• YOUR OBJECTIVE: Copy exactly, and only, the lines from the line containing "Teacher note: have the class pick out the weathered" through the last line of the records below, both included.

========

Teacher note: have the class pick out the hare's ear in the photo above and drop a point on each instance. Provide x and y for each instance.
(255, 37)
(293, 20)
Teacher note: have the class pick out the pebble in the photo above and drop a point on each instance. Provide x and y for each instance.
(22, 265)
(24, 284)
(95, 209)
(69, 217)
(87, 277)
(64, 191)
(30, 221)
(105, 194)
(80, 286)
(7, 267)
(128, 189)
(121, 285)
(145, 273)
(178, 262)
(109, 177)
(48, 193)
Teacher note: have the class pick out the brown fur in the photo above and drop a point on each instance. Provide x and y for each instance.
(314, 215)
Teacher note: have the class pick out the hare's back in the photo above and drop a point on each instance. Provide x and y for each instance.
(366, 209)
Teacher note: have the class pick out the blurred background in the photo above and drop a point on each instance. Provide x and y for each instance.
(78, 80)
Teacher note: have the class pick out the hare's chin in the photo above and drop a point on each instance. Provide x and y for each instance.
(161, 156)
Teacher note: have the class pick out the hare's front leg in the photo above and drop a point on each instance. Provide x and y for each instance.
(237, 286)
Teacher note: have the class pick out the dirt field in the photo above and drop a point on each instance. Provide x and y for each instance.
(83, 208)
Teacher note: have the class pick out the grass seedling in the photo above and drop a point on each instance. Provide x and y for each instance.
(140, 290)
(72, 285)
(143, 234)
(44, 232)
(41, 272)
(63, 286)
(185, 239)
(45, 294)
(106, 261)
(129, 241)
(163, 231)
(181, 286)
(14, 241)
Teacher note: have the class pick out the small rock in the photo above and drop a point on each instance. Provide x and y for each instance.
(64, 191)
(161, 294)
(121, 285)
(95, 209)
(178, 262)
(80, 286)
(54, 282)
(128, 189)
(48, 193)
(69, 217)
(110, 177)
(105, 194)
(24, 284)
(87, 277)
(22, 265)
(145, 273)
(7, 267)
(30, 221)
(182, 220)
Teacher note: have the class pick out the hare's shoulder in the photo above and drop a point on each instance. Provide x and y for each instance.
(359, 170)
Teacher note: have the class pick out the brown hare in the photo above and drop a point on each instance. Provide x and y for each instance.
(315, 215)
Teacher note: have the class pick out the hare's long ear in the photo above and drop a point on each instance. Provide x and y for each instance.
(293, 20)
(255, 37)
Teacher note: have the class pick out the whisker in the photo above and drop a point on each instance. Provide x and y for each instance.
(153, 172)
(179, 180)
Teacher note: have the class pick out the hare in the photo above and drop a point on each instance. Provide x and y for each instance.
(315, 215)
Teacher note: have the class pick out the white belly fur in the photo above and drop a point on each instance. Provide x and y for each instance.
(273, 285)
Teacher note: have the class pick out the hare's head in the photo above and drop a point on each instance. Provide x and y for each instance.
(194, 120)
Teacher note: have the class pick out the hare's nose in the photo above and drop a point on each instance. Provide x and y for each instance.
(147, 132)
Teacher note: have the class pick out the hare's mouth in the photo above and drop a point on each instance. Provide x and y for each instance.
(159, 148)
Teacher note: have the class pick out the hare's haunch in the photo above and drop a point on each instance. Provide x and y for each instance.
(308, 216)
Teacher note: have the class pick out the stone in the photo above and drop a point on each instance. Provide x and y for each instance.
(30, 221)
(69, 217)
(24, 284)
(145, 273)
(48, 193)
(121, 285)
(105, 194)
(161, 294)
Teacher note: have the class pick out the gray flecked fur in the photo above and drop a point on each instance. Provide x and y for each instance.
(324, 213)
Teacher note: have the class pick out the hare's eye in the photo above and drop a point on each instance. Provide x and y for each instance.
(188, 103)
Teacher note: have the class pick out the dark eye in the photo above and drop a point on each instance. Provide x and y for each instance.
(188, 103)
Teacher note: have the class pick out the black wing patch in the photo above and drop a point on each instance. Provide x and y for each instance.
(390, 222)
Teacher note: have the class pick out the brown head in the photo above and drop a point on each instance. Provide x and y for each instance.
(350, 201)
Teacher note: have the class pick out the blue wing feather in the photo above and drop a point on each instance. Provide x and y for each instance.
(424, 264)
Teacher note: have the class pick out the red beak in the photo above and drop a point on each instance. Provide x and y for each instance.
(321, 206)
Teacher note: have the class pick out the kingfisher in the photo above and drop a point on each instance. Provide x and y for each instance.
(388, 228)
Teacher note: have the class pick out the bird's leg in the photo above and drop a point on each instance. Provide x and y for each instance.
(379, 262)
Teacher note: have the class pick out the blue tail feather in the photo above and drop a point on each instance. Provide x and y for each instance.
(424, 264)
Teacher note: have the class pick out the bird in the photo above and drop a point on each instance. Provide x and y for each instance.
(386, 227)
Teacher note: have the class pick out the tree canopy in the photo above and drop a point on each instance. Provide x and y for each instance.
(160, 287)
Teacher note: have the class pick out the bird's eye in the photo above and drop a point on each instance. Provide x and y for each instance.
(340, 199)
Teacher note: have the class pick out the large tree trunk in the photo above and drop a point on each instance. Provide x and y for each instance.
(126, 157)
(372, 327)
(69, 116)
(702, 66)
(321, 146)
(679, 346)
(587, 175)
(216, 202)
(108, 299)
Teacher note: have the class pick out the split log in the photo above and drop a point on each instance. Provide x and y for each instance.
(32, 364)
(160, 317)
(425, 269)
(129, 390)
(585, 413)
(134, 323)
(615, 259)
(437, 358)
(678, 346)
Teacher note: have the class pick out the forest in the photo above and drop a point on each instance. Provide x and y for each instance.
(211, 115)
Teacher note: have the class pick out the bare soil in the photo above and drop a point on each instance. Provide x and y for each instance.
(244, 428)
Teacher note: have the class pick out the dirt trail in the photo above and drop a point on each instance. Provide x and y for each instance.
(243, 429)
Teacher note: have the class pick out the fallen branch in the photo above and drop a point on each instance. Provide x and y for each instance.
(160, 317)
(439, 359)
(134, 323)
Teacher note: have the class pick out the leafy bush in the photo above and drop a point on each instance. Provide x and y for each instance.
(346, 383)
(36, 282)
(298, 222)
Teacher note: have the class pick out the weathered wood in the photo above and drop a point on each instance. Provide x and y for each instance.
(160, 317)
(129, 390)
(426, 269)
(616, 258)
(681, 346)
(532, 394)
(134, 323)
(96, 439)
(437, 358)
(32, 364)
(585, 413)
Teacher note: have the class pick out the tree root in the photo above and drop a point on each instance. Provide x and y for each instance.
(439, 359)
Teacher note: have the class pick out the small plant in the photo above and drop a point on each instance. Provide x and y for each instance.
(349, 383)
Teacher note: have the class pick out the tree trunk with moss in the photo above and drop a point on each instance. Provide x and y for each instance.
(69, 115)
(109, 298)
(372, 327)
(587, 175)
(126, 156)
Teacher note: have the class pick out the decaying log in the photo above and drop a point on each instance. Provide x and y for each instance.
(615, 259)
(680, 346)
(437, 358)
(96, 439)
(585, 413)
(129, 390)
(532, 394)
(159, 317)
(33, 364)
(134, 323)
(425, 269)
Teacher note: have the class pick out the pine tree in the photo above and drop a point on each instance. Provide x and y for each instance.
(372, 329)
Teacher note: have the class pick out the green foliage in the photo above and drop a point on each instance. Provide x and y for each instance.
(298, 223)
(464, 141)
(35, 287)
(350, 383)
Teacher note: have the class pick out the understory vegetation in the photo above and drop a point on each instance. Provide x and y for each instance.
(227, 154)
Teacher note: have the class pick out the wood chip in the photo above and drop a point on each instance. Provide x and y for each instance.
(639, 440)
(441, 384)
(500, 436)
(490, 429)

========

• OUTPUT FOR THIS TASK:
Teacher note: have the class pick out the weathered wood in the photo above and drop a point on each instance. Provide x and y for each instance.
(160, 317)
(129, 390)
(426, 269)
(616, 258)
(681, 346)
(532, 394)
(134, 323)
(96, 439)
(437, 358)
(32, 364)
(585, 413)
Teacher note: have the class pick out the tree root in the photo above and drop a point on each instance. Provide x and y for each instance.
(439, 359)
Teacher note: have the class pick out the small plant in the photo above and drop a point on each instance. Provide x and y for each instance.
(349, 383)
Teacher note: have the class pick out the tree trunk with moss in the photo above and drop a point on each instance. Provide x and y for each instance.
(69, 115)
(109, 298)
(372, 327)
(587, 175)
(126, 156)
Teacher note: have the class pick out the decaying log in the photo above and drop a point on each instance. Provide x and y for each instance.
(615, 259)
(680, 346)
(437, 358)
(96, 439)
(585, 413)
(129, 390)
(532, 394)
(159, 317)
(33, 364)
(134, 323)
(425, 269)
Teacher note: have the class pick out the pine tree in the photo above and drop a point on each instance. Provide x and y for each instance.
(372, 329)
Teacher note: have the class pick out the green foliage in the photo above and drop a point on each instance. Provide x and y for each instance.
(298, 223)
(464, 141)
(35, 287)
(350, 383)
Teacher note: have the class pick out the understory vegetation in the photo above and drop a point on each instance. Provide x and y for each instance.
(227, 154)
Teacher note: have the class pick out the wood chip in the photo above and drop a point on each instance. Provide x and y for each instance.
(639, 440)
(441, 384)
(500, 436)
(490, 429)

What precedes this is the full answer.